WHAT IS NEEDED :: Find and copy each line of the items below that contains the string "handrail", matching case exactly.

========================

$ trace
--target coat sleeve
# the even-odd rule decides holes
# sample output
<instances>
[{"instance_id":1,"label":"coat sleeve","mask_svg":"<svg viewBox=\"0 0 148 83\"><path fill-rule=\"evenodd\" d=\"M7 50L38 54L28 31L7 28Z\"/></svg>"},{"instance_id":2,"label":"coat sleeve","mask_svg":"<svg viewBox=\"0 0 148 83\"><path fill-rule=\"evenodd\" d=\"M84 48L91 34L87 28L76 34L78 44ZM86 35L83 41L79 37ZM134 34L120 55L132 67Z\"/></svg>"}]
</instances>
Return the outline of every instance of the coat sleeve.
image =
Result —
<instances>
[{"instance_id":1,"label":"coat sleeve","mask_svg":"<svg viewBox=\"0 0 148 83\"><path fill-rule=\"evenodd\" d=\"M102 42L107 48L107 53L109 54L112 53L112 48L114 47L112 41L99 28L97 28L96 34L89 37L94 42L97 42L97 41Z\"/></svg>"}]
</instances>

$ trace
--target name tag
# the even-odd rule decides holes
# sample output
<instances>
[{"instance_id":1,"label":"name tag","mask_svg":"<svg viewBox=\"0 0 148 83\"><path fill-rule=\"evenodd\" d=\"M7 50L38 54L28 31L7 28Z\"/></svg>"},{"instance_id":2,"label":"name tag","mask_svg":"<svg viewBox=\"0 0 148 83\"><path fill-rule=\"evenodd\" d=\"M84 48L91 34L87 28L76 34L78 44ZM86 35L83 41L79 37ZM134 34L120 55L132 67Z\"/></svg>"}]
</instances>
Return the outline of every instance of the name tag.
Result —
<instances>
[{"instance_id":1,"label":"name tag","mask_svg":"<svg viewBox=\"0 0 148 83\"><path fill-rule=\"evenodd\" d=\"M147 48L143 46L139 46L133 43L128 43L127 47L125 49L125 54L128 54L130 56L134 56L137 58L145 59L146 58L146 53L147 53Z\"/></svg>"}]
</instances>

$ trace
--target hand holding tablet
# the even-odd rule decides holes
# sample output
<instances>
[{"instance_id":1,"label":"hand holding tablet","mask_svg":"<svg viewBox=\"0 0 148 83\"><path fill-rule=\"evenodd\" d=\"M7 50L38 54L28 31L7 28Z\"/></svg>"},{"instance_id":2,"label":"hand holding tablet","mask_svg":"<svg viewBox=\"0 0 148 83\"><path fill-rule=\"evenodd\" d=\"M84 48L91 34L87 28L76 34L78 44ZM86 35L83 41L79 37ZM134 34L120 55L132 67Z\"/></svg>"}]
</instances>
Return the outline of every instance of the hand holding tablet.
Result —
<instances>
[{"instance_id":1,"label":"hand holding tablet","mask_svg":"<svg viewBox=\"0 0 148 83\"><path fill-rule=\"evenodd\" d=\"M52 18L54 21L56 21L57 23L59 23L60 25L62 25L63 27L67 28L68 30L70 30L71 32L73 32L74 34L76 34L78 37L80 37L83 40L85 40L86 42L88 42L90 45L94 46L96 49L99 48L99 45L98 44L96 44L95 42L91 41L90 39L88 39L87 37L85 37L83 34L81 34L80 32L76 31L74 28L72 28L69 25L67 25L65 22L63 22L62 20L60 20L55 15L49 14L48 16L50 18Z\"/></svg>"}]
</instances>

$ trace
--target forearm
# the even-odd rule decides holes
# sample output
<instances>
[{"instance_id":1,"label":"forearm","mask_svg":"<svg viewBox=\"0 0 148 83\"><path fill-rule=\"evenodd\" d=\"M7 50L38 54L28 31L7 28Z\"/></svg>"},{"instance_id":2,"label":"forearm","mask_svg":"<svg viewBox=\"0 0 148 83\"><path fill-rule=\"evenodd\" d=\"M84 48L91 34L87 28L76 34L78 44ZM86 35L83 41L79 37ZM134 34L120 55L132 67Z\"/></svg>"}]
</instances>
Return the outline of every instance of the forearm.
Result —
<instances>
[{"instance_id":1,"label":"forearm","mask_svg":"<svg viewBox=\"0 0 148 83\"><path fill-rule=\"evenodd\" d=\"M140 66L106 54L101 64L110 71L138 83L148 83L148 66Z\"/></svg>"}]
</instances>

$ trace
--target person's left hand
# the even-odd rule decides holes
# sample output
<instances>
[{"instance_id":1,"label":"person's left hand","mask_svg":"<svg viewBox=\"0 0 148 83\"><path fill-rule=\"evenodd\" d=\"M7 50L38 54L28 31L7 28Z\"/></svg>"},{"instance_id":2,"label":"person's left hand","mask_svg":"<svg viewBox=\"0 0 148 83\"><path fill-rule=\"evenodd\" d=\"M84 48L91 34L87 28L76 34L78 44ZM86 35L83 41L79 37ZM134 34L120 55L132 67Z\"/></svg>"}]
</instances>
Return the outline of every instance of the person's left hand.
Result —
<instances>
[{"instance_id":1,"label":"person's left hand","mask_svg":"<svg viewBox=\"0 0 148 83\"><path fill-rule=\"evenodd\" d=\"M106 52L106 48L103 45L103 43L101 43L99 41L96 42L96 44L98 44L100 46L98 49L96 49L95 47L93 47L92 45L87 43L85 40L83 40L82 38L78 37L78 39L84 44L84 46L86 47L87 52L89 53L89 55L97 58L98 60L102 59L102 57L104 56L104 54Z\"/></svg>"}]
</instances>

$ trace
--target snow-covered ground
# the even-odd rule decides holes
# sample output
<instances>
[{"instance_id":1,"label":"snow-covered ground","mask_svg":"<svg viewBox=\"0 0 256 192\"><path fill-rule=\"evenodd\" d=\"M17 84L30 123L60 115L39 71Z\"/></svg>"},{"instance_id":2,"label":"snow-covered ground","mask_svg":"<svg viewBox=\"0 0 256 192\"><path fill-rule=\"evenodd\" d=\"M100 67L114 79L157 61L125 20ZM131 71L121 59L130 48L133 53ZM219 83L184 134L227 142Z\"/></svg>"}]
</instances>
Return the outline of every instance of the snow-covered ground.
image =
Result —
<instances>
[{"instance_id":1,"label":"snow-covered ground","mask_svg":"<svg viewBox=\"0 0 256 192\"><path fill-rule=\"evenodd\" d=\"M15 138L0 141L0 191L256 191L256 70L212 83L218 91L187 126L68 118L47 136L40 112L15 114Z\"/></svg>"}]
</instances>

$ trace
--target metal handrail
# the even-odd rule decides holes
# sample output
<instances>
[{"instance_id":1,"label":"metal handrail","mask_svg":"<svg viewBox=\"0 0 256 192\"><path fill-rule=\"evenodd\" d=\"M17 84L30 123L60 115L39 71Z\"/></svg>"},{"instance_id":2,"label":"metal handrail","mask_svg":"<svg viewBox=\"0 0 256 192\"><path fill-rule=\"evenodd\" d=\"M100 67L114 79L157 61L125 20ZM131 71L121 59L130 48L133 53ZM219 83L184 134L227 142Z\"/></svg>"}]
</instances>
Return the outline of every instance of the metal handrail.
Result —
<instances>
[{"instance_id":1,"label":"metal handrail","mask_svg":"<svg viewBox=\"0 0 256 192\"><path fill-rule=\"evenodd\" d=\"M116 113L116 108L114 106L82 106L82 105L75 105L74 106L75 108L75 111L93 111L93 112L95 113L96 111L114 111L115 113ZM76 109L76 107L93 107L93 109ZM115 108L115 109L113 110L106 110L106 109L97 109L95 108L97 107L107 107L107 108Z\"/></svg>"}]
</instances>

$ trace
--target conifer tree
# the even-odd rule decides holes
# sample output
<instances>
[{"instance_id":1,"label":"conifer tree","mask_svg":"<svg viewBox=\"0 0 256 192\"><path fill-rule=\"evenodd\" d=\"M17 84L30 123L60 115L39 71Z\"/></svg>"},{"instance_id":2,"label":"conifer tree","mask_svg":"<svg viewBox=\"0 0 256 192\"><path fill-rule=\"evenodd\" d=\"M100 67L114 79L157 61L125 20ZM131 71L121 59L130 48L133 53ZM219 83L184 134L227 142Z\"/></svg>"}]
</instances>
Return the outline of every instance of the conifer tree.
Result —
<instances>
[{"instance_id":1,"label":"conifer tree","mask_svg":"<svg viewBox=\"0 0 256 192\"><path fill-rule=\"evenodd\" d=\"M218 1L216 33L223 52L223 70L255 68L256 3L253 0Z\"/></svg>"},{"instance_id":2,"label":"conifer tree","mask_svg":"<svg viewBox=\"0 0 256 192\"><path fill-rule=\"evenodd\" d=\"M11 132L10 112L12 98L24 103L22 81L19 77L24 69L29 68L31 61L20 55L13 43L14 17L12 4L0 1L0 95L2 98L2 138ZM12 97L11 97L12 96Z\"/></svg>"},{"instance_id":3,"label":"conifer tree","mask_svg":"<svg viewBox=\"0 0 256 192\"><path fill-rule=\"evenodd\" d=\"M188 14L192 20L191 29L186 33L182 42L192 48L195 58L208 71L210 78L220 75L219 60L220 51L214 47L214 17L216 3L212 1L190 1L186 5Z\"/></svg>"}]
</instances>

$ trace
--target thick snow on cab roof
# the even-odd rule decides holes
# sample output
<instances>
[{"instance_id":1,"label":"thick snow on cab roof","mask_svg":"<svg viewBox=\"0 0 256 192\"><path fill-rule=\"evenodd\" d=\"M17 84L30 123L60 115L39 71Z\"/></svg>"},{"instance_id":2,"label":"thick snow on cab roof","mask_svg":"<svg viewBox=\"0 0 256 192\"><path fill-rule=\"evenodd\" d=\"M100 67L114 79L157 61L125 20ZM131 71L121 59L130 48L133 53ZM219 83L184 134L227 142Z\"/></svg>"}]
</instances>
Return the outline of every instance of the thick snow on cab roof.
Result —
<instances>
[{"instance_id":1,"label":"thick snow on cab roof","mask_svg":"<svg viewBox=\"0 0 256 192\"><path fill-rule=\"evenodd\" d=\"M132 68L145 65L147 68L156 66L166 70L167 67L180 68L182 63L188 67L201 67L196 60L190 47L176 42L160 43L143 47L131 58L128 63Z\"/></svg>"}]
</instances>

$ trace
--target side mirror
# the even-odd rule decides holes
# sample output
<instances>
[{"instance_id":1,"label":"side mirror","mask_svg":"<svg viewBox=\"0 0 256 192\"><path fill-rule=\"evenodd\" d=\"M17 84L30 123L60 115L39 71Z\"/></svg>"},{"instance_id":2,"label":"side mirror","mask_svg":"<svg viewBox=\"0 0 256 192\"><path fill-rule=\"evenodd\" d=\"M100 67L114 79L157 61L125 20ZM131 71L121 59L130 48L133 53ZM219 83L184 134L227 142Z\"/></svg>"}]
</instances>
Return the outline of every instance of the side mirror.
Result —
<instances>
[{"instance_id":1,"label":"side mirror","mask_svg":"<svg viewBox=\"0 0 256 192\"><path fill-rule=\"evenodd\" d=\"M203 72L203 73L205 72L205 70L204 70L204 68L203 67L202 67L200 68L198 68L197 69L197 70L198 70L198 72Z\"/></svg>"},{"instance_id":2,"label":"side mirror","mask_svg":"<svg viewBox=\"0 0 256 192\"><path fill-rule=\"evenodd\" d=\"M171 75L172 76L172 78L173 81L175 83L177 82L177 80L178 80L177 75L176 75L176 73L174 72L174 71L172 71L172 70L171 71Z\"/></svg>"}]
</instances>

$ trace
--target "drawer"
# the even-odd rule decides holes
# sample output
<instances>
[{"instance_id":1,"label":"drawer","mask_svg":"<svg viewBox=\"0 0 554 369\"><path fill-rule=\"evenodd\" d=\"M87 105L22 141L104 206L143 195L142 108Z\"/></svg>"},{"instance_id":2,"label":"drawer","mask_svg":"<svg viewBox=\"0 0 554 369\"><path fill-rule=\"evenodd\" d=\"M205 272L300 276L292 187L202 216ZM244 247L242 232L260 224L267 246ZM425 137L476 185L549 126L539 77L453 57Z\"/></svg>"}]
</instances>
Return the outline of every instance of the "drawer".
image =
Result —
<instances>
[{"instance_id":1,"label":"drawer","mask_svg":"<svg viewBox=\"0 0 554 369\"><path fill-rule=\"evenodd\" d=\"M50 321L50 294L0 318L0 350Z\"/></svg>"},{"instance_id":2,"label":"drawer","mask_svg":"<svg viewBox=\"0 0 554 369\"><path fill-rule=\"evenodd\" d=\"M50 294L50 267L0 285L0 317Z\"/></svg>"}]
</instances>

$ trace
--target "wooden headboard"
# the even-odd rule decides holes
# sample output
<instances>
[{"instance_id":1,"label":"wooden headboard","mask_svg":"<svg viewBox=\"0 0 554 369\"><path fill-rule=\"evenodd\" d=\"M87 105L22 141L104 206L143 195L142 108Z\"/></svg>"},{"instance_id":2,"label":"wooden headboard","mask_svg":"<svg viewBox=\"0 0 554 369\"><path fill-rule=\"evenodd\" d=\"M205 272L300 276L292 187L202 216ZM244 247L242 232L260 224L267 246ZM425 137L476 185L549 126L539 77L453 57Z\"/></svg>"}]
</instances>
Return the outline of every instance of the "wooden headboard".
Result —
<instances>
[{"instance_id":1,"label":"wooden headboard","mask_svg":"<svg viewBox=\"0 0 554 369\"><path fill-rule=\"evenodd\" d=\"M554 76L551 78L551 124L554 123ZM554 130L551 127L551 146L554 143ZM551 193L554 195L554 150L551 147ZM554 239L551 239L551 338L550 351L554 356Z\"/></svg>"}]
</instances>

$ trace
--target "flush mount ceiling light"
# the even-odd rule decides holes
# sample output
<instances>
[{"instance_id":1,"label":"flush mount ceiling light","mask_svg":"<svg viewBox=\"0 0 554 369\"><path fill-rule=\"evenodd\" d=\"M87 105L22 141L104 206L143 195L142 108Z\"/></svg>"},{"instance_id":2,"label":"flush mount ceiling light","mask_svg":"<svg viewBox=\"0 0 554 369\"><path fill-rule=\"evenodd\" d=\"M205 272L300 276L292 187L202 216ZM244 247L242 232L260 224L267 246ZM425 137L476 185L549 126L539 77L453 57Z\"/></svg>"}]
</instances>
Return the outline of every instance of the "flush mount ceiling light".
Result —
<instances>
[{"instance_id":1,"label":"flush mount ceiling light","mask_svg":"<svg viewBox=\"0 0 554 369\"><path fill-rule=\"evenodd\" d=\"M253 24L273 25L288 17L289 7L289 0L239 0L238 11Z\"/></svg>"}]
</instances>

========================

SOLUTION ::
--target metal handrail
[{"instance_id":1,"label":"metal handrail","mask_svg":"<svg viewBox=\"0 0 256 192\"><path fill-rule=\"evenodd\" d=\"M17 84L30 123L60 115L39 71Z\"/></svg>"},{"instance_id":2,"label":"metal handrail","mask_svg":"<svg viewBox=\"0 0 256 192\"><path fill-rule=\"evenodd\" d=\"M100 67L114 79L157 61L125 20ZM131 71L121 59L130 48L133 53ZM219 83L184 134L227 142Z\"/></svg>"}]
Return the outline of every instance of the metal handrail.
[{"instance_id":1,"label":"metal handrail","mask_svg":"<svg viewBox=\"0 0 256 192\"><path fill-rule=\"evenodd\" d=\"M116 113L116 108L114 106L82 106L82 105L75 105L74 106L75 108L75 111L93 111L93 112L95 113L96 111L114 111L115 113ZM76 109L76 107L93 107L93 109ZM115 108L115 109L113 110L106 110L106 109L97 109L95 108L97 107L107 107L107 108Z\"/></svg>"}]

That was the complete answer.